A year ago, Formula 1 announced an ambitious plan for sustainability, aiming to get to a net-zero carbon footprint by 2030.
The ambitious plan includes taking on the carbon footprints on all on-track activity and all other operations related to the sport, with the key exception being emissions generated by the hundreds of thousands of fans traveling to events each year.
By F1’s own admission, it’s a mighty task.
According to Formula 1’s own study released in 2020, Formula 1 emissions, not including the spectators, currently consist of logistics (45%), personnel travel (27.7%), F1 factories and facilities (19.3%) and event operations (7%), with the actual on track activity resulting in just 0.7% of emissions.
However, F1 wants to not only get emissions down to zero but also to be seen “as a pioneer for the auto industry, working with the energy and automotive sectors to deliver the world’s first net-zero carbon hybrid power units, propelled by sustainable fuel. To achieve these goals means low- and zero-carbon logistics, travel and factories and credible offsets through CO2 sequestration programs, which will change land-use through reforestation and better forest management to enhance natural carbon capture.”
F1 also says in its study that it will measure the number of fans traveling by public transport, by bike, on foot and in electric vehicles and hybrids and then try to offset the emissions that are left. In the future, for example, venues will likely need to have greater access by public transport, which is an efficient way to reduce emissions. The idea would be to transport thousands of fans with very low emission vehicles, such as trains.
However, there is also focus on new sustainable fuels for the F1 cars from 2022 forward. Next year, the sport will switch to E10 gasoline, which means that the fuel will include 10 percent of ethanol. It is a step, but it is not much. In 2023, there are plans for new fuels which will go a great deal further. At the moment, there is no clear indication as to what these will be but one of the most interesting possibilities is to move to synthetic fuels.

------------------------------------------------------------

§ **Direction**
Extract the entire passage on Formula 1's net-zero carbon plan, reproducing every word and punctuation mark without change.

------------------------------------------------------------

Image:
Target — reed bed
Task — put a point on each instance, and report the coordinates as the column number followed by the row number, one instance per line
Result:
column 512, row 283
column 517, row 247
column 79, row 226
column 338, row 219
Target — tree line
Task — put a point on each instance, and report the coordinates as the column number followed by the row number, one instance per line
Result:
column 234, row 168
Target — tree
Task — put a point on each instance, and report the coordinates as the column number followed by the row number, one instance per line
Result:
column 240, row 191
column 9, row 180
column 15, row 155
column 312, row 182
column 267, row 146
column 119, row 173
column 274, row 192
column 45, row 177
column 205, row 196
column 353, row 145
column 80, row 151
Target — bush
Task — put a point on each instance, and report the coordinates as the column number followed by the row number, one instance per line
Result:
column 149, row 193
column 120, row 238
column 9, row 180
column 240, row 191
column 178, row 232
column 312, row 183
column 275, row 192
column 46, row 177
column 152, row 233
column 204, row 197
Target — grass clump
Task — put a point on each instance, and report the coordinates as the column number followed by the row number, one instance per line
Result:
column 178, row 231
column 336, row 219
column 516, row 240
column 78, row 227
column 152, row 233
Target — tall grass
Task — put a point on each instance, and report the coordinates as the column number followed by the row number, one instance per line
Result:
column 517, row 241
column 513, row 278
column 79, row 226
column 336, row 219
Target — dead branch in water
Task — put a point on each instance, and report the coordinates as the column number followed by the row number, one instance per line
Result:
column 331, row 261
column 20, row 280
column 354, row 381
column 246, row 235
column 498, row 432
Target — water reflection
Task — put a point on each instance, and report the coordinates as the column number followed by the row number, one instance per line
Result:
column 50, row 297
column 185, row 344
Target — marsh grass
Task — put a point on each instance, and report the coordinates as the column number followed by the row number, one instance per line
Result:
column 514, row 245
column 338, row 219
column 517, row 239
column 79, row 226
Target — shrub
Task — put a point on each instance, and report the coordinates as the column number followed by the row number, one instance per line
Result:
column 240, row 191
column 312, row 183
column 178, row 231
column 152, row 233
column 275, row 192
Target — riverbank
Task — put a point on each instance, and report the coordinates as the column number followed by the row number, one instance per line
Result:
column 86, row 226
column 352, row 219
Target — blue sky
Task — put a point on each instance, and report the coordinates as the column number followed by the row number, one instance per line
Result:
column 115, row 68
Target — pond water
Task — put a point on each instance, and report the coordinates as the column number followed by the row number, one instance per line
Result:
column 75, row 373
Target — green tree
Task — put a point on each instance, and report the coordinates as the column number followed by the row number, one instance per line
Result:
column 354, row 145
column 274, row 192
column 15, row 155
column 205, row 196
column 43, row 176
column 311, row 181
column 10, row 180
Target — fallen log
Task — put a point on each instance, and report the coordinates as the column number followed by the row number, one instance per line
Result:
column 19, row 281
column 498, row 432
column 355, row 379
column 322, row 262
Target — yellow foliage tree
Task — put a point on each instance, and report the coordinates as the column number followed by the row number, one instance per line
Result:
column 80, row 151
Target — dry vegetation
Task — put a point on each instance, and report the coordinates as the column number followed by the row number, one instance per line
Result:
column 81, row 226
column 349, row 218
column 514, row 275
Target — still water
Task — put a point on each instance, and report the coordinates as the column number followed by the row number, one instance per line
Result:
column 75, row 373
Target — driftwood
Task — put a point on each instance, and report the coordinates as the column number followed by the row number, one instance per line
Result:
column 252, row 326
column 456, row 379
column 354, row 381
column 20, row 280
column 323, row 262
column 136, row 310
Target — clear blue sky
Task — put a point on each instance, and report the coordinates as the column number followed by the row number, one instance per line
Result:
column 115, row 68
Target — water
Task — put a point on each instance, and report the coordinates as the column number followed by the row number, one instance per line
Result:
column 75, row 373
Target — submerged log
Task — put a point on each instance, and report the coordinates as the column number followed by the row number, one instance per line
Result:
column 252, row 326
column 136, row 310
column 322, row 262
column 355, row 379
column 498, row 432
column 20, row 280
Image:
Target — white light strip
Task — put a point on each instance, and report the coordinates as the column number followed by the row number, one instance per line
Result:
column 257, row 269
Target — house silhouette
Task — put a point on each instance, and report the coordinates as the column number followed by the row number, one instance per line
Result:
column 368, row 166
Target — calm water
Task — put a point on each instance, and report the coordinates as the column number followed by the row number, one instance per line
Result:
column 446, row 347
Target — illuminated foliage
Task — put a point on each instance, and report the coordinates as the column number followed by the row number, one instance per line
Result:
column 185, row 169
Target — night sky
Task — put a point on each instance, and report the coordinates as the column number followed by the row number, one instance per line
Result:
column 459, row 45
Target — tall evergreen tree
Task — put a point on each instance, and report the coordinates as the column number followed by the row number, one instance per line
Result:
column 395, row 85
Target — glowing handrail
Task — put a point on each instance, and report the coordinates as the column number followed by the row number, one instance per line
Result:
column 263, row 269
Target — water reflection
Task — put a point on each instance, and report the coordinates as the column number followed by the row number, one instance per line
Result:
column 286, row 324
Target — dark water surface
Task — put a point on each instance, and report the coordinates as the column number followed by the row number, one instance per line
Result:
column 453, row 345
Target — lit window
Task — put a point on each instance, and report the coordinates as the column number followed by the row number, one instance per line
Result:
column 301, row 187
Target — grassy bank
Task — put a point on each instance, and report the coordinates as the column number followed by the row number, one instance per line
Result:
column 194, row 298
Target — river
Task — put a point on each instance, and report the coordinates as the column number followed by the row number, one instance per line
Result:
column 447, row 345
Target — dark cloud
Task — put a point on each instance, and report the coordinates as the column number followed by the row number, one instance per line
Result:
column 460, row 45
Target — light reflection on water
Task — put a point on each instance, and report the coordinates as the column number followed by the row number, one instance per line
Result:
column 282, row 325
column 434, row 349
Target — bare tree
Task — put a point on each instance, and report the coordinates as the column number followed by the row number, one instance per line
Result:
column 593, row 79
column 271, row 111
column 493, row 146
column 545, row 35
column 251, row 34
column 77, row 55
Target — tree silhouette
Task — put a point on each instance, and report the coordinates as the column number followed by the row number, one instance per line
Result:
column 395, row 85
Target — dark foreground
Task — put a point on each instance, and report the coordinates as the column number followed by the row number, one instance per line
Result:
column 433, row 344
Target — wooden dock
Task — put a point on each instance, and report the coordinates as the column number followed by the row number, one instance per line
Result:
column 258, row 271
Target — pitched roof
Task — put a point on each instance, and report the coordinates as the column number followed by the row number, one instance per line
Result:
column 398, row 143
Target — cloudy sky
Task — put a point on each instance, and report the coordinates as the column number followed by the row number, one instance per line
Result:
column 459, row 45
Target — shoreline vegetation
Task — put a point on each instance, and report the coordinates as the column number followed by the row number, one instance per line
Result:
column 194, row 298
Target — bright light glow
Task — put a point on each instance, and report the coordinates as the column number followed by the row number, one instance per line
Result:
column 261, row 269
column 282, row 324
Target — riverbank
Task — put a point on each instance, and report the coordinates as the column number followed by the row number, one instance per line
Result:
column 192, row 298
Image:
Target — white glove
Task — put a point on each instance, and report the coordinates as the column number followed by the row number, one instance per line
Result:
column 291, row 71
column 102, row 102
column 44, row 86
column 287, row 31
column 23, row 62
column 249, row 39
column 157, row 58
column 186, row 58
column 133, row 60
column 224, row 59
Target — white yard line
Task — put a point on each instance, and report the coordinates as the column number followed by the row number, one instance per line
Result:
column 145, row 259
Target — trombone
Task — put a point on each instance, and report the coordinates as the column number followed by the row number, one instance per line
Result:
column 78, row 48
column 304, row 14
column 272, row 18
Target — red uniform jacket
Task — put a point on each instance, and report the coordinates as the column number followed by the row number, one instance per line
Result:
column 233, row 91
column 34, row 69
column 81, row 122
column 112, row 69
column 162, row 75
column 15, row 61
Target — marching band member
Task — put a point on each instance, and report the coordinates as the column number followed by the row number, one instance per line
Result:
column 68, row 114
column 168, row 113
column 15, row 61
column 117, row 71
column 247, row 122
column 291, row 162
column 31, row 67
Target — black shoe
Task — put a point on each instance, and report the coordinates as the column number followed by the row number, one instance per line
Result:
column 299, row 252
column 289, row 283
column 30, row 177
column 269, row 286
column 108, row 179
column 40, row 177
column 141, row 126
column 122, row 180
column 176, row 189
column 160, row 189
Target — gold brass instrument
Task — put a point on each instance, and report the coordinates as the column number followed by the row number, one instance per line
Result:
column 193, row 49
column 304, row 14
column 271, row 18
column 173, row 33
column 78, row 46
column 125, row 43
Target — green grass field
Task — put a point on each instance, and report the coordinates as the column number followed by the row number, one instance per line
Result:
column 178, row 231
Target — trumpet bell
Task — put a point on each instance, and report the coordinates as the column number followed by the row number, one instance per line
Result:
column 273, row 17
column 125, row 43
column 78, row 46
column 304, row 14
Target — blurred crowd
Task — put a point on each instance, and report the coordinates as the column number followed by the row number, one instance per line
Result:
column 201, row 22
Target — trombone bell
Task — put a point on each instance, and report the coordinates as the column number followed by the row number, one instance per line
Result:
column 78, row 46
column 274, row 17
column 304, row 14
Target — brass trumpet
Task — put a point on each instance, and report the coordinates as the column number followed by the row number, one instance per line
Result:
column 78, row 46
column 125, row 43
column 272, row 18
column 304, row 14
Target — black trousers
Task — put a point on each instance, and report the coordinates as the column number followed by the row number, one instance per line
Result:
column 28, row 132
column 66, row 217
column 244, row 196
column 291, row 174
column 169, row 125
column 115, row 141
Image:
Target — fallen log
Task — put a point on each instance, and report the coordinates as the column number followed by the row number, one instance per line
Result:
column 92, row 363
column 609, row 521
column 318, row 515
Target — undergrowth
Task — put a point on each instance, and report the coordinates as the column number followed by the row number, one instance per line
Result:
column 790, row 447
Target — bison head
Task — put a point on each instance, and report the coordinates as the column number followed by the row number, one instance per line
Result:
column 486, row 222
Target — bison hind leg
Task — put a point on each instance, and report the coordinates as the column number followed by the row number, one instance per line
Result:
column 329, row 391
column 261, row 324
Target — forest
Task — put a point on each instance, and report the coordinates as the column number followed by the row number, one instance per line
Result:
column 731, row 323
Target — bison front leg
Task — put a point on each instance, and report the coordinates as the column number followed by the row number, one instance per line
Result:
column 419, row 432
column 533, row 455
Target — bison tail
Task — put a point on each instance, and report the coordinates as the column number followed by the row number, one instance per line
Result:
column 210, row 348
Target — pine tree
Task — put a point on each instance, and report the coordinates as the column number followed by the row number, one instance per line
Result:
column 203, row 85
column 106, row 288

------------------------------------------------------------

§ **Exercise answer**
A year ago, Formula 1 announced an ambitious plan for sustainability, aiming to get to a net-zero carbon footprint by 2030.
The ambitious plan includes taking on the carbon footprints on all on-track activity and all other operations related to the sport, with the key exception being emissions generated by the hundreds of thousands of fans traveling to events each year.
By F1’s own admission, it’s a mighty task.
According to Formula 1’s own study released in 2020, Formula 1 emissions, not including the spectators, currently consist of logistics (45%), personnel travel (27.7%), F1 factories and facilities (19.3%) and event operations (7%), with the actual on track activity resulting in just 0.7% of emissions.
However, F1 wants to not only get emissions down to zero but also to be seen “as a pioneer for the auto industry, working with the energy and automotive sectors to deliver the world’s first net-zero carbon hybrid power units, propelled by sustainable fuel. To achieve these goals means low- and zero-carbon logistics, travel and factories and credible offsets through CO2 sequestration programs, which will change land-use through reforestation and better forest management to enhance natural carbon capture.”
F1 also says in its study that it will measure the number of fans traveling by public transport, by bike, on foot and in electric vehicles and hybrids and then try to offset the emissions that are left. In the future, for example, venues will likely need to have greater access by public transport, which is an efficient way to reduce emissions. The idea would be to transport thousands of fans with very low emission vehicles, such as trains.
However, there is also focus on new sustainable fuels for the F1 cars from 2022 forward. Next year, the sport will switch to E10 gasoline, which means that the fuel will include 10 percent of ethanol. It is a step, but it is not much. In 2023, there are plans for new fuels which will go a great deal further. At the moment, there is no clear indication as to what these will be but one of the most interesting possibilities is to move to synthetic fuels.